* _Given passage_:
Ethics a struggle for doctors with nearly half supportingphysician-assisted suicide

NEW
YORK - PRN - Carol Forsloff - Studies have shown medical personnel reluctant
to participate in executions because of medical ethics, but ethical
decision-making is the major struggle for doctors involved in the
practice of medicine in general.





WebMD
Health Corp. conducted a survey made by Medscape, a doctor's resource
site that examined physician attitudes about some of the most difficult
decisions they have to make.  10,000 doctors were used to determine the
results.



The August 2010 survey explored ethical
issues including end-of-life, pain treatment, insurance reimbursement,
colleague relations, withholding information from a patient, patient
privacy, and other issues that present moral dilemmas. 




"What came through loud and clear through this survey
is that by and large, doctors try to do what they believe is right,"

* _Raw data_:
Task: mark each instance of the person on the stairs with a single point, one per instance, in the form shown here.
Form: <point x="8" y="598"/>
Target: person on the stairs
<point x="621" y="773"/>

* _Work request_:
Answer these questions about the news report on doctors' ethics:
(a) According to the report's opening sentence, what are medical personnel reluctant to participate in?
(b) How many doctors were used to determine the survey results?
(c) In what month and year was the survey conducted?

* _Worked solution_:
(a) Executions.
(b) 10,000.
(c) August 2010.